# Try it
Nothing should be left out. Transcribe the entries exactly as written.
=== Supplied material ===
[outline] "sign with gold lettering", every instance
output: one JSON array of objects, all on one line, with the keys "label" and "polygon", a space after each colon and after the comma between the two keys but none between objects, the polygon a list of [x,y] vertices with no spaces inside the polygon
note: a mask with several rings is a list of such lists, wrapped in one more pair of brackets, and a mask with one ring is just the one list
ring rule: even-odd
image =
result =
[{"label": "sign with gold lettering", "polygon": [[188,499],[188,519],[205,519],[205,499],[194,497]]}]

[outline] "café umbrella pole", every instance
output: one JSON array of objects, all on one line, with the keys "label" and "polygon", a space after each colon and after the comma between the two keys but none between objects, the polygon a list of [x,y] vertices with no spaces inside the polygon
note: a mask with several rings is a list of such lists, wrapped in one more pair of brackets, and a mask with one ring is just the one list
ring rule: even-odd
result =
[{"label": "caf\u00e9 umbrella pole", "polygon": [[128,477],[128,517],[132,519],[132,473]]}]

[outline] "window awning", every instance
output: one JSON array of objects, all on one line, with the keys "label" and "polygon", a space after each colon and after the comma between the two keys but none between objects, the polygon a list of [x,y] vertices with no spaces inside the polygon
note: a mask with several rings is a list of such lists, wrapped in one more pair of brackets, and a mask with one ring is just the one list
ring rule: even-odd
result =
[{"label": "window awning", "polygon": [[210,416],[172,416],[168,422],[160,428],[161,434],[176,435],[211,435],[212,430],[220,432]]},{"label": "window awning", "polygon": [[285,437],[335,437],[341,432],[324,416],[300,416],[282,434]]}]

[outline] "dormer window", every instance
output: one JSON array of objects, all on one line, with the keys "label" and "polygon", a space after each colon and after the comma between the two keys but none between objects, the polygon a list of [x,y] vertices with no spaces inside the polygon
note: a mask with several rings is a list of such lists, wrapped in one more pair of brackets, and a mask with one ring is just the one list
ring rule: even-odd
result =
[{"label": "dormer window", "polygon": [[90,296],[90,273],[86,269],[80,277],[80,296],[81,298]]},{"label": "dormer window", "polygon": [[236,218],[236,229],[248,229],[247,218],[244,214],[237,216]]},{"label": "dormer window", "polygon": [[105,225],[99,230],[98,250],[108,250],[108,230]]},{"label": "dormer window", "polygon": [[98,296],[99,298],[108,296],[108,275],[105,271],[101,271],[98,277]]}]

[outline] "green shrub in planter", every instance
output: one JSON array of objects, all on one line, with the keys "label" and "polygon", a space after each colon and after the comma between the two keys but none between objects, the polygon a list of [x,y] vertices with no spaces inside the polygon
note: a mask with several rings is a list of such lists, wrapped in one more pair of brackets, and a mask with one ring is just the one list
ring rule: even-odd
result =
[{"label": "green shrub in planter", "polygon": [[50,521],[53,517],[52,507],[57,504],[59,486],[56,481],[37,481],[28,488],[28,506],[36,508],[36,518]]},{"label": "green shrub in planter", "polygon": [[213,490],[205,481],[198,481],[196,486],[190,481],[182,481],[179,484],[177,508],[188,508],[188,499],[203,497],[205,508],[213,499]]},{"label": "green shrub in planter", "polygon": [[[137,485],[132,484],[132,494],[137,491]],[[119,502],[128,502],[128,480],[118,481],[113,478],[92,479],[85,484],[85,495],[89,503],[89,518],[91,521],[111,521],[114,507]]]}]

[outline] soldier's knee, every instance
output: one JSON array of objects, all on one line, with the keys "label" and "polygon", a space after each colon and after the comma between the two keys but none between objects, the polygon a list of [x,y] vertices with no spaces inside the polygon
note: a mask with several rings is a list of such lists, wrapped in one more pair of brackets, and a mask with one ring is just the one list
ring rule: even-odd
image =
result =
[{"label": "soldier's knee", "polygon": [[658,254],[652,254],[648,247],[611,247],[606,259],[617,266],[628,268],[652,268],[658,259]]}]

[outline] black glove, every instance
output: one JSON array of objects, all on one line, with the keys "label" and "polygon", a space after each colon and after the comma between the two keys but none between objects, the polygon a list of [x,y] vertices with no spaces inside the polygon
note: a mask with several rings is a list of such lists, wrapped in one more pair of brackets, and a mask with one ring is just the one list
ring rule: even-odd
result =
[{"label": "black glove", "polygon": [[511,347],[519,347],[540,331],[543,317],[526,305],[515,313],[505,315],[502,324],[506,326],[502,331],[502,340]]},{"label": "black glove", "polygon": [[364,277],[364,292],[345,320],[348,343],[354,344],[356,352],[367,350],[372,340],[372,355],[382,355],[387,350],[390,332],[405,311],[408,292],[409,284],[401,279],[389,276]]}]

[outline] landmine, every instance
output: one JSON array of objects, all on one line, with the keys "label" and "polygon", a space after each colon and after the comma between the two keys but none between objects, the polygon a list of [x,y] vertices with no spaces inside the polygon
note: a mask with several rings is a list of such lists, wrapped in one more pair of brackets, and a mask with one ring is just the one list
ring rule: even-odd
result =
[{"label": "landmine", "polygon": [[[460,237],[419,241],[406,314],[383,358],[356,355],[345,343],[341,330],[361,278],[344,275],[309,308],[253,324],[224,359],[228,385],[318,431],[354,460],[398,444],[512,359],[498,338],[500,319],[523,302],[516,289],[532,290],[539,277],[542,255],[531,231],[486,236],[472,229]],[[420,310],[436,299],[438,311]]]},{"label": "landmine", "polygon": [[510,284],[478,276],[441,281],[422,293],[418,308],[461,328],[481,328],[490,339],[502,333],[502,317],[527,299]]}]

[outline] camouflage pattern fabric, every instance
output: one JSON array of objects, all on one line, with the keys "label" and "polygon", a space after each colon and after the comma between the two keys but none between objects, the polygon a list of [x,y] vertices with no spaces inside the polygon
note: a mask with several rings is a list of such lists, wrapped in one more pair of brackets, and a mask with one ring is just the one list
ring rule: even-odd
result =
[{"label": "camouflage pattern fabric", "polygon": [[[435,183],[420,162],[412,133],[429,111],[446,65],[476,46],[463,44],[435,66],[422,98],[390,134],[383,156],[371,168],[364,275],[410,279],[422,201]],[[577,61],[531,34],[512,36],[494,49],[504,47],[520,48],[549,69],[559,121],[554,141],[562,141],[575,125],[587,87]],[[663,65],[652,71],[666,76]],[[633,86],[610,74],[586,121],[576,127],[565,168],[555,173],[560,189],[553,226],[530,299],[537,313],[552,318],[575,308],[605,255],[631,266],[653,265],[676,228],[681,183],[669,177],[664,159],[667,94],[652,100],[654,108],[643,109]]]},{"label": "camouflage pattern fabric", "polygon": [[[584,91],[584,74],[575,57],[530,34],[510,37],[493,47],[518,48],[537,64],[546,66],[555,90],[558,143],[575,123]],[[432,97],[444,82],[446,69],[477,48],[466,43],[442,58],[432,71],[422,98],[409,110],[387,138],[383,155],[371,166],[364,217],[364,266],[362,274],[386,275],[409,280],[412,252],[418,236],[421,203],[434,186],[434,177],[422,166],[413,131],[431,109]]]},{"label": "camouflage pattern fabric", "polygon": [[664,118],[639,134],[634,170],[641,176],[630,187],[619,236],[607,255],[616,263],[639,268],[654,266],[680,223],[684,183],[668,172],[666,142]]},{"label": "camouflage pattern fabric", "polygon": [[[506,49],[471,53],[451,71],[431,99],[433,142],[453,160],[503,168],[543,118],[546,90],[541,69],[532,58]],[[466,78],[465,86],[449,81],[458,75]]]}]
===
# Task result
[outline] "sign with gold lettering", every instance
output: one JSON array of objects, all on one line, with the keys "label" and "polygon", a space after each colon and after the comma between the two keys but none between objects, the polygon a list of [x,y] vertices with no spaces inside the polygon
note: a mask with several rings is a list of such lists, wrapped in one more pair of brackets, and a mask with one ring is just the one list
ring rule: even-odd
image =
result =
[{"label": "sign with gold lettering", "polygon": [[188,499],[188,519],[205,519],[205,499],[194,497]]}]

[outline] "café umbrella pole", every instance
output: one JSON array of objects, all on one line, with the keys "label" and "polygon", a space after each colon and after the comma between the two keys but none between objects, the polygon a list of [x,y] vertices with no spaces inside the polygon
note: a mask with several rings is a list of such lists, wrapped in one more pair of brackets, and a mask with one ring is just the one list
ring rule: even-odd
result =
[{"label": "caf\u00e9 umbrella pole", "polygon": [[128,477],[128,517],[132,519],[132,473]]}]

[outline] "window awning", every instance
output: one JSON array of objects, all on one line, with the keys "label" and "polygon", a space after each colon and after the comma between the two keys but none between objects, the polygon a list of [x,y] vertices with no spaces inside the polygon
note: a mask with several rings is a list of such lists, wrapped in one more pair of brackets, and a mask with one ring is just the one list
ring rule: even-odd
result =
[{"label": "window awning", "polygon": [[210,416],[172,416],[168,422],[160,428],[161,434],[176,435],[211,435],[212,430],[220,432]]},{"label": "window awning", "polygon": [[285,437],[335,437],[341,432],[324,416],[300,416],[282,434]]}]

[outline] "dormer window", every instance
output: one JSON array of objects, all on one line, with the keys "label" and "polygon", a space after each colon and after the comma between the two keys but none between objects, the polygon a list of [x,y] vertices with no spaces inside the polygon
note: a mask with several rings is a list of such lists, wrapped in one more pair of brackets, and a mask with one ring is just the one list
ring rule: even-odd
result =
[{"label": "dormer window", "polygon": [[90,296],[90,273],[86,269],[80,277],[80,296],[81,298]]},{"label": "dormer window", "polygon": [[236,218],[236,229],[248,229],[247,218],[244,214],[237,216]]},{"label": "dormer window", "polygon": [[105,225],[99,230],[98,250],[108,250],[108,230]]},{"label": "dormer window", "polygon": [[98,296],[99,298],[108,296],[108,275],[105,271],[101,271],[98,277]]}]

[outline] "green shrub in planter", every instance
output: one JSON array of objects, all on one line, with the keys "label" and "polygon", a space after each colon and after the comma between the two keys but none between objects, the polygon a list of [x,y] vertices with no spaces inside the polygon
note: a mask with several rings is a list of such lists, wrapped in one more pair of brackets, and a mask with one ring is just the one list
ring rule: even-odd
result =
[{"label": "green shrub in planter", "polygon": [[50,521],[53,517],[52,507],[57,504],[59,486],[56,481],[37,481],[28,488],[28,506],[36,508],[36,518]]},{"label": "green shrub in planter", "polygon": [[213,490],[205,481],[198,481],[196,486],[190,481],[182,481],[179,484],[177,508],[188,508],[188,499],[203,497],[205,508],[213,499]]},{"label": "green shrub in planter", "polygon": [[[137,485],[132,484],[132,494],[137,491]],[[119,502],[128,502],[128,480],[118,481],[113,478],[92,479],[85,484],[85,495],[89,503],[89,518],[91,521],[111,521],[114,507]]]}]

[outline] soldier's knee, every instance
output: one JSON array of objects, all on one line, with the keys "label" and "polygon", a space after each colon and after the comma between the two keys but none between objects, the polygon a list of [x,y] vertices with no spaces inside the polygon
note: a mask with several rings is a list of such lists, wrapped in one more pair of brackets, and a mask with one ring is just the one list
ring rule: even-odd
image =
result =
[{"label": "soldier's knee", "polygon": [[658,254],[652,254],[648,247],[611,247],[606,259],[617,266],[628,268],[652,268],[658,259]]}]

[outline] black glove, every instance
output: one JSON array of objects, all on one line, with the keys "label" and "polygon", a space after each colon and after the comma between the two keys but none between objects, the polygon a list of [x,y] vertices with no spaces inside the polygon
note: a mask with several rings is a list of such lists, wrapped in one more pair of brackets, and a mask with one ring is just the one list
ring rule: even-odd
result =
[{"label": "black glove", "polygon": [[511,347],[519,347],[540,331],[543,317],[526,305],[515,313],[505,315],[502,324],[506,326],[502,331],[502,340]]},{"label": "black glove", "polygon": [[364,277],[364,292],[345,320],[348,343],[354,344],[356,352],[367,350],[372,340],[372,355],[382,355],[387,350],[390,332],[405,311],[408,292],[409,284],[401,279],[389,276]]}]

[outline] landmine, every instance
output: one JSON array of objects, all on one line, with the keys "label" and "polygon", a space after each colon and after the comma between the two keys but none between objects, the polygon a list of [x,y] vertices with no spaces inside the polygon
note: a mask with several rings is a list of such lists, wrapped in one more pair of brackets, and a mask with one ring is just the one list
ring rule: even-odd
result =
[{"label": "landmine", "polygon": [[[460,237],[419,241],[406,314],[383,358],[356,355],[345,343],[341,330],[361,278],[344,275],[309,308],[253,324],[224,359],[228,385],[318,431],[354,460],[398,444],[512,359],[498,338],[500,319],[523,302],[516,289],[532,290],[539,277],[542,255],[531,231],[486,236],[472,229]],[[420,310],[436,299],[438,311]]]},{"label": "landmine", "polygon": [[510,284],[478,276],[441,281],[422,293],[418,308],[461,328],[481,328],[490,339],[502,333],[502,317],[527,299]]}]

[outline] camouflage pattern fabric, every instance
output: one JSON array of objects, all on one line, with the keys "label" and "polygon", a space after each colon and after the comma between the two keys but none between objects, the polygon a list of [x,y] vertices with no spaces inside the polygon
note: a mask with several rings is a list of such lists, wrapped in one more pair of brackets, and a mask with one ring is just the one list
ring rule: even-odd
result =
[{"label": "camouflage pattern fabric", "polygon": [[[435,183],[420,162],[412,133],[429,111],[446,65],[476,46],[463,44],[435,66],[422,98],[390,134],[383,156],[371,168],[364,275],[410,279],[422,201]],[[577,61],[531,34],[512,36],[494,49],[504,47],[520,48],[549,69],[559,121],[554,141],[562,141],[575,125],[587,87]],[[663,65],[652,71],[666,76]],[[633,86],[610,74],[586,121],[576,127],[565,168],[555,173],[560,189],[553,226],[530,299],[537,313],[552,318],[575,308],[605,255],[631,266],[653,265],[676,228],[681,183],[669,177],[664,159],[667,94],[652,100],[654,108],[643,109]]]},{"label": "camouflage pattern fabric", "polygon": [[[584,91],[584,74],[575,57],[530,34],[510,37],[493,47],[518,48],[537,64],[546,66],[555,90],[558,143],[575,123]],[[432,97],[444,82],[446,69],[477,48],[466,43],[442,58],[432,71],[422,98],[409,110],[387,138],[383,155],[371,166],[364,217],[364,266],[362,274],[386,275],[409,280],[412,252],[418,236],[421,203],[434,186],[434,177],[422,166],[413,131],[431,109]]]},{"label": "camouflage pattern fabric", "polygon": [[664,118],[639,134],[634,170],[641,176],[630,187],[619,236],[607,255],[616,263],[639,268],[654,266],[680,223],[684,183],[668,172],[666,142]]},{"label": "camouflage pattern fabric", "polygon": [[[506,49],[471,53],[451,71],[431,99],[433,142],[453,160],[503,168],[543,118],[546,90],[541,69],[532,58]],[[466,78],[465,86],[449,81],[458,75]]]}]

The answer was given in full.